Text block:
12 research outputs found
Covalent organic frameworks
Covalent organic frameworks (COFs) are a new and emerging class of porous and crystalline materials that are formed via the connection of organic subunits through covalent bonds. Their great structural flexibility allows for the realisation of COFs based on a modular principle, where the respective building blocks can be hand-picked and designed regarding features like pore size, pore geometry or specific functionalities of the resulting material. Potential for application has been demonstrated amongst others in gas storage, gas separation, sensing, drug delivery or (opto)electronics.
As COFs are polymers linked in two or three dimensions, the realisation of crystalline materials is challenging and only possible when the covalent bond formation mechanism is reversible, allowing the network to self-heal during synthesis. This healing mechanism, however, is only applicable to a limited number of attachment and detachment cycles until the building blocks get ultimately trapped in the growing network. This way, defects are inevitably incorporated in the resulting COF. Building blocks that are used in conventional 2D COF syntheses exhibit a combination of two properties potentially fraught with problems: (1) They prefer to stack with a lateral offset and (2) exhibit symmetry elements like rotational axes. Due to symmetry reasons, there is hence no preferred direction for the offset of adjacent COF layers. When growing islands on top of a perfect layer feature different offsets along symmetry-equivalent directions, they cannot merge into each other, resulting in lattice strain, defects and an overall compromised crystallinity.

Dataset:
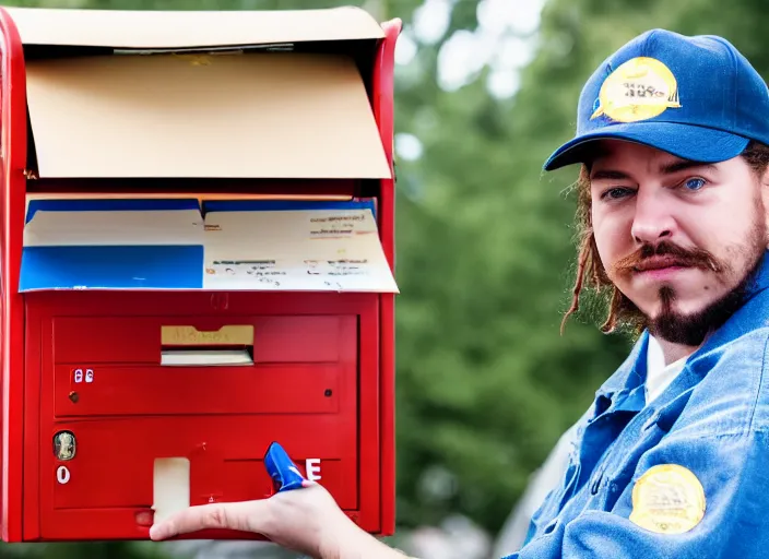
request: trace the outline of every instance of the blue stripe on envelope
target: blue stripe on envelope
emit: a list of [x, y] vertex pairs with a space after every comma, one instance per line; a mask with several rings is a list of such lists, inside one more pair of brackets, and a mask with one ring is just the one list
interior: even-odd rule
[[200, 210], [196, 199], [91, 199], [91, 200], [31, 200], [27, 205], [26, 223], [36, 212], [119, 212], [150, 210]]
[[206, 200], [203, 213], [210, 212], [281, 212], [301, 210], [370, 210], [372, 200]]
[[203, 247], [27, 247], [20, 275], [20, 292], [200, 289]]

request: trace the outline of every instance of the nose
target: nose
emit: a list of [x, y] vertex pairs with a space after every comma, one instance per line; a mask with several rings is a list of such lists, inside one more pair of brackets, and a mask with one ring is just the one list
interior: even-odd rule
[[653, 245], [673, 236], [675, 219], [662, 189], [638, 189], [630, 234], [639, 245]]

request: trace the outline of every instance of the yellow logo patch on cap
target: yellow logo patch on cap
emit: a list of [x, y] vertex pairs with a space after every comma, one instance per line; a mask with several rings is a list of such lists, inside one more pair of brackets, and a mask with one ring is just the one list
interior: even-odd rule
[[618, 122], [637, 122], [679, 107], [673, 72], [654, 58], [638, 57], [620, 64], [604, 80], [599, 106], [590, 119], [605, 115]]
[[630, 522], [658, 534], [683, 534], [705, 516], [702, 484], [677, 464], [649, 468], [632, 488]]

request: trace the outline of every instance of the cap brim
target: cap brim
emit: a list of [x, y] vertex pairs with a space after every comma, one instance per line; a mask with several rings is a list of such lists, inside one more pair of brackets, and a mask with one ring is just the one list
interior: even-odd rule
[[575, 138], [565, 143], [545, 162], [545, 170], [555, 170], [575, 163], [584, 163], [589, 147], [599, 140], [635, 142], [681, 157], [702, 163], [719, 163], [740, 155], [749, 140], [711, 128], [679, 122], [628, 122], [613, 124]]

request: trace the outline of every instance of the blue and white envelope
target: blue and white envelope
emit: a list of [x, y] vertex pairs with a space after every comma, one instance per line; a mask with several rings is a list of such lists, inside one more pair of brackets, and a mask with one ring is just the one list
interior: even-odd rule
[[370, 201], [32, 200], [20, 292], [398, 293]]

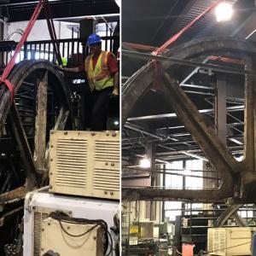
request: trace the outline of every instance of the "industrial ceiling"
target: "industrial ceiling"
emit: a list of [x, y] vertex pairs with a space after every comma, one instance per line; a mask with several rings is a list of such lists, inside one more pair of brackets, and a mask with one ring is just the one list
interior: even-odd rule
[[[212, 4], [214, 0], [200, 1], [123, 1], [122, 3], [122, 38], [123, 49], [149, 53], [150, 49], [159, 47], [169, 38], [179, 32], [189, 22], [198, 16], [204, 9]], [[175, 44], [177, 45], [201, 39], [205, 37], [232, 37], [254, 41], [255, 7], [254, 1], [230, 1], [233, 4], [234, 16], [230, 22], [218, 23], [214, 12], [207, 14], [203, 19], [189, 28]], [[135, 44], [143, 44], [143, 49]], [[218, 58], [207, 60], [209, 56], [197, 56], [200, 62], [241, 68], [239, 62], [227, 63]], [[125, 82], [149, 58], [141, 60], [127, 55], [123, 56], [122, 76], [124, 89], [129, 86]], [[199, 111], [214, 126], [216, 84], [218, 73], [208, 69], [174, 65], [171, 71], [186, 94], [196, 105]], [[243, 154], [244, 137], [244, 91], [241, 86], [244, 83], [242, 75], [227, 75], [227, 147], [236, 156]], [[143, 81], [142, 81], [143, 83]], [[135, 164], [137, 155], [147, 154], [147, 147], [154, 143], [158, 163], [168, 162], [177, 159], [195, 157], [204, 158], [201, 148], [195, 142], [183, 124], [177, 118], [174, 110], [170, 110], [168, 102], [163, 96], [153, 89], [143, 94], [129, 113], [124, 123], [123, 159], [128, 165]], [[236, 90], [234, 89], [236, 88]], [[193, 157], [192, 157], [193, 158]]]
[[[9, 22], [28, 20], [38, 1], [0, 1], [2, 15]], [[114, 0], [49, 0], [54, 19], [119, 14]], [[44, 12], [39, 19], [44, 19]]]

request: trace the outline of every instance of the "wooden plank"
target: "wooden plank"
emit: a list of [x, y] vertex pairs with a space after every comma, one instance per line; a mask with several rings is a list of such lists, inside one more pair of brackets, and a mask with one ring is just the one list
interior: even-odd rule
[[27, 187], [29, 189], [32, 189], [36, 184], [36, 170], [31, 148], [15, 105], [12, 105], [10, 108], [8, 123], [20, 149], [21, 161], [27, 177]]

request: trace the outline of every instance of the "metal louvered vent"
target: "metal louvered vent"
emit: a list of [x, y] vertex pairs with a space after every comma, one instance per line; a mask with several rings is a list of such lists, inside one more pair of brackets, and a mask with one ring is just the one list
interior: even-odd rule
[[86, 139], [57, 139], [56, 186], [85, 188], [87, 148]]
[[119, 197], [119, 131], [51, 131], [50, 191]]
[[94, 189], [100, 190], [111, 189], [118, 192], [119, 189], [119, 141], [96, 140], [94, 157]]

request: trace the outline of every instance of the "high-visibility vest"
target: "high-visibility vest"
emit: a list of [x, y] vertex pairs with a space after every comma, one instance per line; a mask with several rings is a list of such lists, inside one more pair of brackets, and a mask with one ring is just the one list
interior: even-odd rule
[[101, 90], [109, 86], [113, 86], [113, 77], [108, 68], [108, 51], [102, 51], [95, 69], [93, 69], [92, 55], [85, 59], [85, 72], [90, 90]]

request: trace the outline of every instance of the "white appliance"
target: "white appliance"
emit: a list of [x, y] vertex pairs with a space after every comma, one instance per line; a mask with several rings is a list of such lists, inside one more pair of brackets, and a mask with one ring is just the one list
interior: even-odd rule
[[255, 228], [209, 228], [207, 252], [211, 255], [251, 255], [251, 241]]
[[23, 255], [41, 256], [51, 250], [61, 256], [103, 256], [102, 229], [96, 227], [84, 237], [72, 237], [63, 230], [79, 235], [91, 226], [61, 222], [61, 228], [59, 221], [49, 216], [56, 211], [76, 218], [103, 219], [113, 240], [111, 246], [109, 239], [108, 252], [113, 250], [115, 255], [119, 234], [110, 228], [115, 225], [113, 218], [119, 208], [119, 203], [113, 201], [57, 195], [42, 190], [30, 192], [25, 200]]
[[119, 132], [52, 131], [49, 192], [119, 200]]

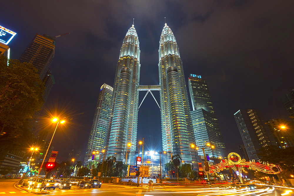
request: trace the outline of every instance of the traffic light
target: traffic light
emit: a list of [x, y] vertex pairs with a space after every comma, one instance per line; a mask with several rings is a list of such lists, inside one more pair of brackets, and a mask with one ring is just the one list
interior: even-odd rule
[[48, 171], [52, 170], [56, 166], [55, 162], [47, 162], [45, 164], [45, 167]]

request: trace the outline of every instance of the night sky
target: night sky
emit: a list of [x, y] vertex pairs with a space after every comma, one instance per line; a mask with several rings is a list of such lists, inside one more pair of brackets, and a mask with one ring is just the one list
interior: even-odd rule
[[[51, 66], [56, 83], [42, 113], [57, 110], [73, 119], [54, 136], [59, 159], [73, 149], [84, 153], [100, 87], [113, 86], [133, 18], [140, 84], [159, 84], [164, 17], [177, 39], [187, 87], [190, 74], [206, 79], [228, 152], [238, 153], [243, 142], [233, 114], [239, 109], [259, 109], [266, 120], [289, 119], [279, 97], [294, 85], [293, 6], [292, 0], [10, 0], [1, 3], [0, 25], [17, 33], [9, 44], [12, 59], [36, 33], [70, 33], [56, 39]], [[159, 102], [159, 92], [153, 92]], [[144, 95], [140, 93], [140, 103]], [[146, 147], [161, 146], [160, 120], [149, 95], [138, 119], [138, 139], [144, 137]]]

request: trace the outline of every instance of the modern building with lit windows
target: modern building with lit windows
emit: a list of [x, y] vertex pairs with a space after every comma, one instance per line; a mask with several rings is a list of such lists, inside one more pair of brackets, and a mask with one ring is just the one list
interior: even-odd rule
[[280, 147], [294, 147], [294, 125], [293, 122], [283, 119], [272, 119], [267, 124]]
[[[210, 156], [225, 156], [225, 143], [206, 80], [199, 75], [190, 74], [188, 81], [196, 144], [201, 146], [211, 143], [215, 147], [206, 149]], [[199, 154], [203, 154], [201, 149], [198, 152]]]
[[195, 163], [196, 151], [191, 146], [195, 139], [183, 64], [176, 38], [166, 23], [158, 52], [163, 150], [179, 155], [183, 162]]
[[261, 147], [276, 145], [261, 112], [255, 109], [240, 110], [234, 114], [250, 160], [257, 161]]
[[140, 50], [133, 25], [125, 37], [117, 63], [105, 144], [107, 156], [118, 161], [126, 158], [128, 164], [134, 162], [139, 92], [146, 91], [153, 96], [151, 91], [160, 91], [160, 106], [153, 97], [161, 113], [163, 150], [179, 155], [183, 162], [194, 163], [196, 168], [197, 151], [191, 146], [195, 139], [183, 65], [175, 36], [166, 23], [158, 53], [159, 85], [139, 86]]
[[40, 78], [45, 83], [43, 96], [45, 101], [55, 83], [49, 67], [54, 57], [55, 41], [54, 37], [37, 33], [19, 59], [22, 63], [31, 63], [38, 69]]
[[[100, 93], [93, 119], [93, 124], [90, 131], [84, 163], [89, 161], [89, 159], [91, 161], [93, 151], [101, 151], [104, 149], [113, 91], [113, 88], [105, 83], [100, 88]], [[76, 156], [77, 154], [76, 154]], [[74, 158], [77, 158], [77, 157]]]

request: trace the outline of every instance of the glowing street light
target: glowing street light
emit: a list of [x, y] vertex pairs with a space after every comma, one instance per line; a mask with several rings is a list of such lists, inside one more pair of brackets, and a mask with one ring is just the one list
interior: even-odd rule
[[[65, 118], [65, 117], [64, 117]], [[59, 124], [59, 122], [63, 124], [65, 122], [64, 120], [58, 119], [57, 118], [54, 118], [52, 119], [51, 120], [52, 121], [54, 122], [57, 122], [57, 124], [56, 125], [56, 126], [55, 127], [55, 129], [54, 130], [54, 132], [53, 132], [53, 134], [52, 135], [52, 137], [51, 138], [51, 139], [50, 140], [50, 142], [49, 143], [49, 144], [48, 145], [48, 147], [47, 148], [47, 150], [46, 151], [46, 153], [45, 154], [45, 155], [44, 156], [44, 158], [43, 159], [43, 161], [42, 161], [42, 164], [41, 164], [41, 166], [40, 166], [40, 169], [39, 169], [39, 171], [38, 172], [38, 175], [37, 175], [37, 177], [35, 180], [35, 183], [34, 184], [34, 185], [33, 187], [33, 188], [32, 189], [33, 190], [34, 190], [34, 188], [35, 188], [35, 186], [36, 184], [36, 183], [37, 182], [37, 181], [38, 180], [38, 178], [39, 177], [39, 175], [40, 174], [40, 173], [41, 173], [41, 171], [42, 169], [42, 167], [43, 166], [43, 164], [44, 163], [44, 161], [45, 160], [45, 159], [46, 158], [46, 156], [47, 156], [47, 153], [48, 153], [48, 151], [49, 150], [49, 148], [50, 148], [50, 146], [51, 145], [51, 142], [52, 142], [52, 140], [53, 139], [53, 137], [54, 137], [54, 135], [55, 134], [55, 132], [56, 132], [56, 129], [57, 129], [57, 127], [58, 127], [58, 125]], [[42, 190], [42, 187], [41, 186], [40, 188], [40, 190]]]

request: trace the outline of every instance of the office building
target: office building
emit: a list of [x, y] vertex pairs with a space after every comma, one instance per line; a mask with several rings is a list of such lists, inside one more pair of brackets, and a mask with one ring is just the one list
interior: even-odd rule
[[250, 160], [259, 159], [262, 147], [277, 145], [261, 112], [255, 109], [243, 109], [234, 114]]
[[289, 92], [280, 98], [290, 117], [294, 121], [294, 87], [290, 88]]
[[267, 124], [278, 146], [282, 148], [294, 147], [294, 125], [292, 122], [272, 119]]
[[91, 159], [93, 151], [105, 149], [106, 131], [112, 100], [113, 88], [103, 84], [100, 88], [93, 123], [90, 130], [84, 163]]
[[[213, 153], [212, 156], [225, 156], [227, 154], [225, 143], [206, 80], [199, 75], [190, 74], [188, 81], [193, 110], [197, 111], [191, 112], [195, 114], [192, 115], [192, 120], [196, 144], [201, 146], [208, 142], [211, 143], [215, 146], [214, 149], [209, 150]], [[196, 122], [201, 124], [197, 124]], [[201, 123], [205, 123], [205, 127], [209, 128], [205, 128]], [[200, 127], [202, 128], [199, 129]], [[204, 137], [204, 135], [207, 136]], [[198, 150], [198, 154], [202, 154], [201, 151]]]

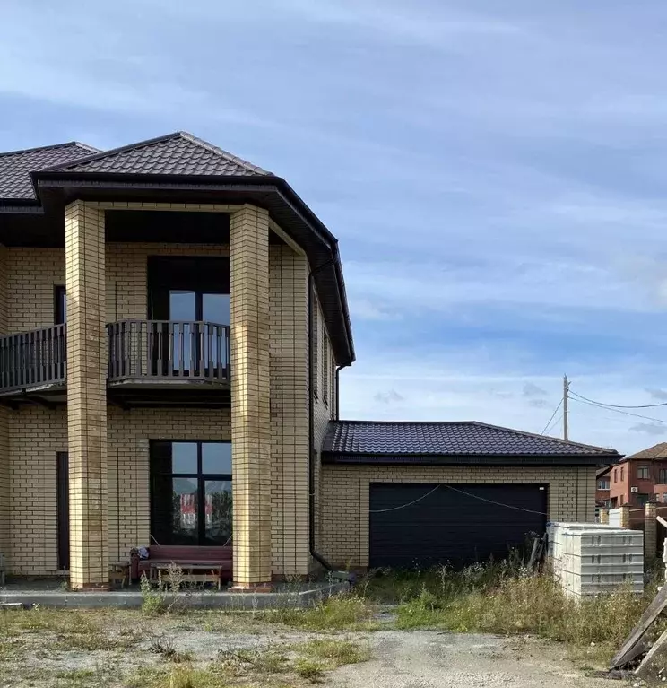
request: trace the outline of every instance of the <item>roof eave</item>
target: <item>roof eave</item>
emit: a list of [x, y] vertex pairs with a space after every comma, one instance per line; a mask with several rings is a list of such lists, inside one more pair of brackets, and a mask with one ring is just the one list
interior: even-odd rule
[[370, 466], [597, 466], [601, 461], [617, 463], [618, 454], [600, 455], [507, 455], [507, 454], [342, 454], [322, 452], [324, 464], [356, 464]]

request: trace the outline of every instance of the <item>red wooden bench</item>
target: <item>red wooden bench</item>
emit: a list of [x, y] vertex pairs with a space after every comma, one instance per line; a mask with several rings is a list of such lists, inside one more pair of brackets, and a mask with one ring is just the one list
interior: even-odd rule
[[227, 546], [196, 547], [186, 544], [153, 544], [146, 547], [148, 559], [139, 559], [133, 554], [131, 562], [133, 580], [142, 577], [143, 573], [150, 579], [152, 564], [156, 570], [156, 564], [161, 568], [174, 564], [185, 570], [188, 564], [195, 565], [201, 570], [203, 564], [211, 564], [212, 570], [219, 570], [221, 580], [230, 580], [232, 575], [232, 548]]

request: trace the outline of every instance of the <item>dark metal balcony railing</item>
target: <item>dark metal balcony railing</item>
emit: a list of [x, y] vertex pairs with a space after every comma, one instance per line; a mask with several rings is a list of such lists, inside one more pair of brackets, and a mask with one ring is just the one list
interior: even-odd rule
[[[122, 320], [107, 326], [110, 383], [230, 382], [230, 327], [209, 322]], [[66, 326], [0, 336], [0, 391], [66, 380]]]
[[209, 322], [122, 320], [107, 326], [108, 381], [230, 380], [230, 327]]
[[65, 326], [0, 337], [0, 389], [65, 382]]

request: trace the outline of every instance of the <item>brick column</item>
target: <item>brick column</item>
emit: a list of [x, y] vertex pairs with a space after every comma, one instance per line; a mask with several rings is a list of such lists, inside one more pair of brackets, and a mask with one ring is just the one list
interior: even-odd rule
[[[0, 246], [0, 335], [6, 335], [8, 320], [7, 299], [7, 249]], [[9, 550], [11, 545], [12, 495], [9, 470], [9, 409], [0, 409], [0, 553], [4, 555], [11, 570]]]
[[269, 214], [252, 205], [230, 222], [234, 587], [271, 581]]
[[70, 585], [108, 587], [104, 213], [65, 211]]
[[651, 500], [646, 502], [644, 522], [644, 561], [653, 562], [657, 556], [658, 524], [655, 517], [658, 515], [658, 502]]

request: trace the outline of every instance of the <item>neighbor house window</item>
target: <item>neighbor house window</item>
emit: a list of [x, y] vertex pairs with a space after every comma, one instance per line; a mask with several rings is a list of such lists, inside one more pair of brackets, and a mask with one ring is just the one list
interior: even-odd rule
[[313, 394], [317, 396], [319, 392], [319, 306], [317, 306], [316, 300], [313, 300], [313, 342], [311, 344], [313, 347]]
[[152, 441], [152, 542], [229, 544], [231, 474], [230, 442]]

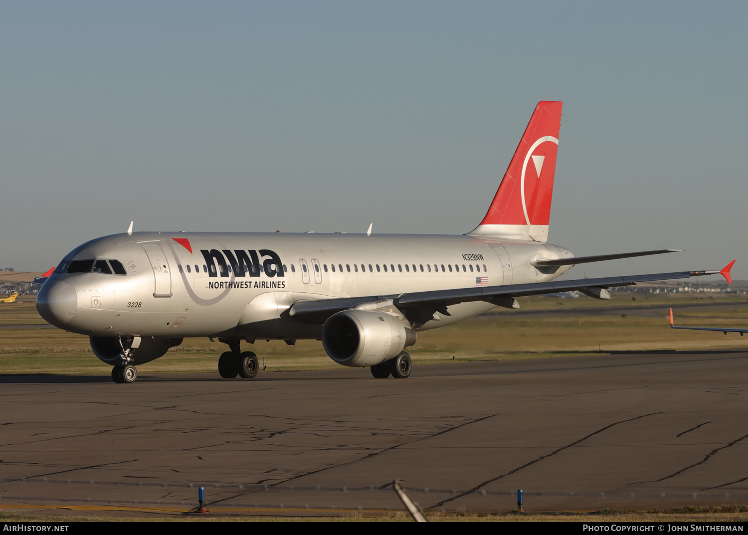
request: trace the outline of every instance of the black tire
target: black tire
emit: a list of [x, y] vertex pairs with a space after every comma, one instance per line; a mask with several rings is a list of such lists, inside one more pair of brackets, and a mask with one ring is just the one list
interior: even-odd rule
[[390, 364], [390, 373], [395, 379], [405, 379], [411, 374], [411, 355], [405, 351], [387, 362]]
[[244, 379], [254, 379], [260, 370], [260, 361], [251, 351], [245, 351], [239, 355], [239, 374]]
[[384, 361], [371, 367], [372, 375], [375, 379], [387, 379], [392, 371], [390, 370], [390, 361]]
[[138, 370], [132, 364], [127, 364], [122, 368], [122, 382], [135, 382], [138, 379]]
[[236, 355], [230, 351], [227, 351], [218, 357], [218, 373], [224, 379], [233, 379], [239, 375], [238, 368]]

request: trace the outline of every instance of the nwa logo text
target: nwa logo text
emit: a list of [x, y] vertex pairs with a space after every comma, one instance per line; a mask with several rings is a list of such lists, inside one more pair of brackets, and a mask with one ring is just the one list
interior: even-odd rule
[[[260, 249], [260, 255], [257, 251], [234, 249], [200, 249], [205, 263], [208, 266], [208, 275], [210, 277], [230, 277], [233, 272], [235, 277], [259, 277], [265, 273], [268, 277], [283, 277], [283, 263], [280, 257], [275, 251]], [[260, 258], [263, 257], [262, 263]], [[216, 269], [216, 266], [218, 269]]]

Set tasks:
1. In the text on covalent organic frameworks, what property must the covalent bond formation mechanism have for crystalline materials to be possible?
2. List every application area for which the text on covalent organic frameworks says potential has been demonstrated.

Task results:
1. It must be reversible.

2. Gas storage, gas separation, sensing, drug delivery, (opto)electronics